● Records provided
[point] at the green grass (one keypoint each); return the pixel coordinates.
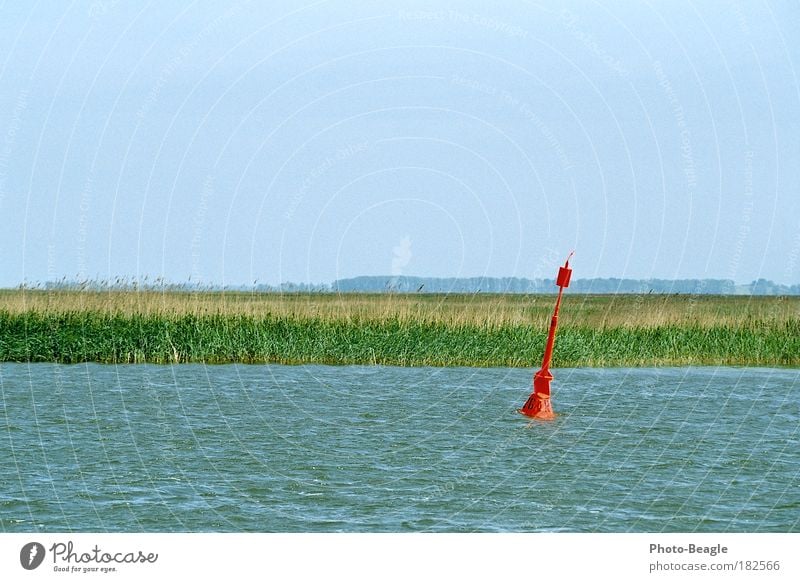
(414, 332)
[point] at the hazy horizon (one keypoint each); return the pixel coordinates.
(324, 140)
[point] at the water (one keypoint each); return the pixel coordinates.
(319, 449)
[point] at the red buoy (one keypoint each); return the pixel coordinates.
(538, 403)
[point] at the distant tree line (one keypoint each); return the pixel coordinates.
(403, 284)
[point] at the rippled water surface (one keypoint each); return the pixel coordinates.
(316, 448)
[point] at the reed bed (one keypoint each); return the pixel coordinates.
(406, 330)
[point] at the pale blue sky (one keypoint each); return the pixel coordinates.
(309, 141)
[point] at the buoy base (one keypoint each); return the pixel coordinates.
(538, 407)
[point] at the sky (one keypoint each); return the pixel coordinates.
(232, 143)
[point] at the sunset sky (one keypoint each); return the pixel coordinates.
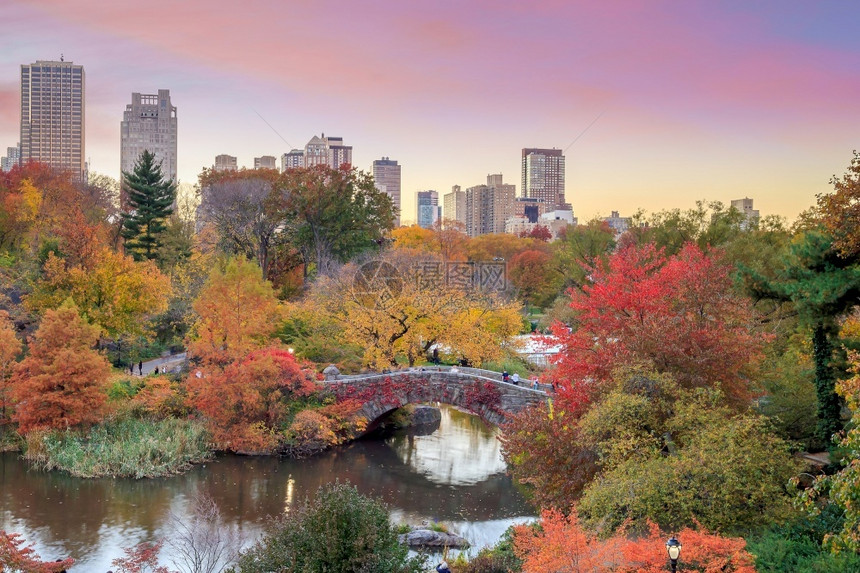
(696, 100)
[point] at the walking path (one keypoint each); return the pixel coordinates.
(171, 363)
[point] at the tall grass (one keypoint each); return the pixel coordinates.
(125, 447)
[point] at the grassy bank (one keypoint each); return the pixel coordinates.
(122, 448)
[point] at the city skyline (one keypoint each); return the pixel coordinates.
(663, 104)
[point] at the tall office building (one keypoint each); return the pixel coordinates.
(489, 206)
(226, 163)
(454, 205)
(386, 175)
(11, 159)
(428, 208)
(149, 124)
(265, 162)
(543, 177)
(53, 116)
(292, 160)
(329, 151)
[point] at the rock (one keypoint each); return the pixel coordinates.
(331, 372)
(430, 538)
(426, 415)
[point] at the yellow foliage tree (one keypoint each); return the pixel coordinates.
(237, 312)
(116, 293)
(384, 308)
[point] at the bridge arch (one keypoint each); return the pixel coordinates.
(491, 399)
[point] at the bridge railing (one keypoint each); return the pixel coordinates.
(471, 373)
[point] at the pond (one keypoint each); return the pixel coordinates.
(455, 476)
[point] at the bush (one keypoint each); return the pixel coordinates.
(122, 448)
(340, 531)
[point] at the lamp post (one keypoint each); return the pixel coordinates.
(673, 547)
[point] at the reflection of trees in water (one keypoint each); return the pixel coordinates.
(91, 518)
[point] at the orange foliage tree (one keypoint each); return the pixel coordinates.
(10, 347)
(60, 384)
(677, 313)
(246, 402)
(561, 545)
(13, 557)
(237, 312)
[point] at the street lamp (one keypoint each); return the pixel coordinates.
(673, 547)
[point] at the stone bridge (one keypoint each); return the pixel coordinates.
(481, 392)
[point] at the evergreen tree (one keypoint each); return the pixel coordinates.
(150, 203)
(823, 286)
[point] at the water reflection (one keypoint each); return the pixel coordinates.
(455, 476)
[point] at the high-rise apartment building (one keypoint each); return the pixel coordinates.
(489, 206)
(386, 175)
(226, 163)
(149, 124)
(543, 177)
(293, 159)
(327, 151)
(454, 205)
(53, 116)
(428, 208)
(265, 162)
(11, 159)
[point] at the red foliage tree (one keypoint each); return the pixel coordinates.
(61, 383)
(562, 545)
(678, 313)
(17, 558)
(246, 401)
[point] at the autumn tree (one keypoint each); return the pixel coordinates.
(10, 348)
(247, 402)
(16, 557)
(840, 210)
(387, 306)
(113, 291)
(247, 210)
(237, 312)
(677, 313)
(59, 385)
(149, 205)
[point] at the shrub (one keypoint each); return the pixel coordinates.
(122, 448)
(340, 531)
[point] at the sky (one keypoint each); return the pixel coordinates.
(656, 103)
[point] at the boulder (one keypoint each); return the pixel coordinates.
(429, 538)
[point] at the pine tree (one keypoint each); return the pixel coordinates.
(150, 203)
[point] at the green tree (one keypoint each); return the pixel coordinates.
(340, 531)
(150, 203)
(822, 286)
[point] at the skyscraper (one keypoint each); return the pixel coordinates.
(265, 162)
(543, 177)
(226, 162)
(386, 175)
(428, 208)
(11, 159)
(329, 151)
(454, 205)
(52, 115)
(149, 124)
(489, 206)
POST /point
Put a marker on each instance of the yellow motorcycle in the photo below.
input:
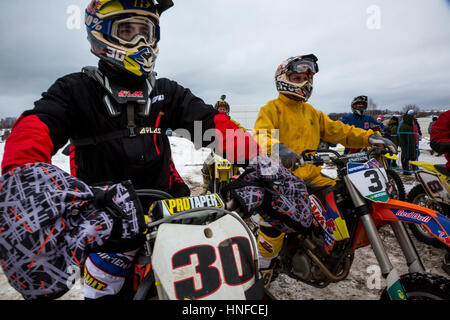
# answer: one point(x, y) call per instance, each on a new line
point(433, 192)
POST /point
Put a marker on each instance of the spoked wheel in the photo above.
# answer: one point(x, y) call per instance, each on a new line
point(398, 189)
point(418, 196)
point(423, 286)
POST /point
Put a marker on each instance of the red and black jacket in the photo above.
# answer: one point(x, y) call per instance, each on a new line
point(73, 108)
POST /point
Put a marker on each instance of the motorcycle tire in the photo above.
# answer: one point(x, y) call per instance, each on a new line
point(423, 286)
point(418, 196)
point(397, 183)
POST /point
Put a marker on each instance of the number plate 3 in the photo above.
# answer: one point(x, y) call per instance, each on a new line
point(370, 179)
point(212, 261)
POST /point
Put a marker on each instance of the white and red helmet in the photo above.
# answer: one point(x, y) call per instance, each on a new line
point(298, 64)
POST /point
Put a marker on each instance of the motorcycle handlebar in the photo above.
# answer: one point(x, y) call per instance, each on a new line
point(318, 160)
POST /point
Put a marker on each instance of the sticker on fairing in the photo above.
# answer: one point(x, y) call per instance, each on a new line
point(370, 179)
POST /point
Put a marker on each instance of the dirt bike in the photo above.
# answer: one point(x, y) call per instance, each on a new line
point(348, 218)
point(196, 249)
point(433, 191)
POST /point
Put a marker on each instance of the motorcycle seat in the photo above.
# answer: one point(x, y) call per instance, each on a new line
point(442, 169)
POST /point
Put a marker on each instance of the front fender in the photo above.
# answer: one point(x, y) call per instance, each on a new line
point(395, 210)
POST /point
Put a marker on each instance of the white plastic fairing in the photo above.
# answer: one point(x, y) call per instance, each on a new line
point(213, 261)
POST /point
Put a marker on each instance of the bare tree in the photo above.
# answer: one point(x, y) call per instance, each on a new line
point(371, 107)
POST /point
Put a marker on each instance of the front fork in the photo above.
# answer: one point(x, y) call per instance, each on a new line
point(394, 286)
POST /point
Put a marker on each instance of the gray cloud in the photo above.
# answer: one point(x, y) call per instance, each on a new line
point(234, 47)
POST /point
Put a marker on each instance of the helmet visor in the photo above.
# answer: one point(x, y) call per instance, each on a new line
point(130, 31)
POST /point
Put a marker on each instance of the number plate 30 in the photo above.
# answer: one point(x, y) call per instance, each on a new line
point(204, 262)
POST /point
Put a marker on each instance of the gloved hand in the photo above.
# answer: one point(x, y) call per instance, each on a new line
point(375, 139)
point(290, 159)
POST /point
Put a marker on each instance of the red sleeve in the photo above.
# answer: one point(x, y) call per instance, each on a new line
point(440, 132)
point(237, 144)
point(29, 142)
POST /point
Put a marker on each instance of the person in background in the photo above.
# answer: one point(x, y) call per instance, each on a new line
point(408, 141)
point(430, 126)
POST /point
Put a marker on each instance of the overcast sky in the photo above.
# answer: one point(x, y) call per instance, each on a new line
point(396, 52)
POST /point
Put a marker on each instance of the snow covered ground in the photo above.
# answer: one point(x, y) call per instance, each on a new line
point(363, 282)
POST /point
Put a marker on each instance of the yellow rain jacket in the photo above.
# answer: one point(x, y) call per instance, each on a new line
point(300, 128)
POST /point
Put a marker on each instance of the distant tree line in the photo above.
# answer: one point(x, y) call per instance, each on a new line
point(374, 112)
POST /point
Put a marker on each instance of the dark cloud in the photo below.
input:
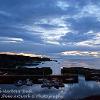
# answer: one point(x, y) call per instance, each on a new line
point(85, 24)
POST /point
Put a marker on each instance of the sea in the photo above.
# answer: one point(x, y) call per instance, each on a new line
point(75, 91)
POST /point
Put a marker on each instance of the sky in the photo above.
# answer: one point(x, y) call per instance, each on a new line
point(64, 27)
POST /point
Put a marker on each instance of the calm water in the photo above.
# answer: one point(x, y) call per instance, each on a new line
point(70, 91)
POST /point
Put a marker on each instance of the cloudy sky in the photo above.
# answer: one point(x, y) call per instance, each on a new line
point(50, 26)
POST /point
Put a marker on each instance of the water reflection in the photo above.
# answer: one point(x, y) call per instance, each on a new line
point(70, 92)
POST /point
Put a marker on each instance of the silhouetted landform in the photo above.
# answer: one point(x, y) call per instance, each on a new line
point(89, 74)
point(12, 61)
point(10, 79)
point(26, 71)
point(95, 97)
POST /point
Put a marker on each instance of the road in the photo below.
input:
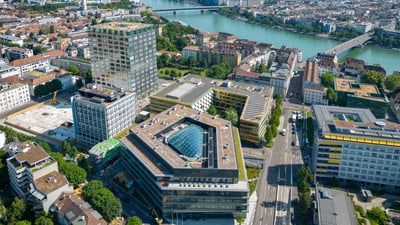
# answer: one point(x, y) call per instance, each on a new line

● What you will do
Your reply must be one number, namely how many lines of the material above contain the string "jacket".

● Response below
2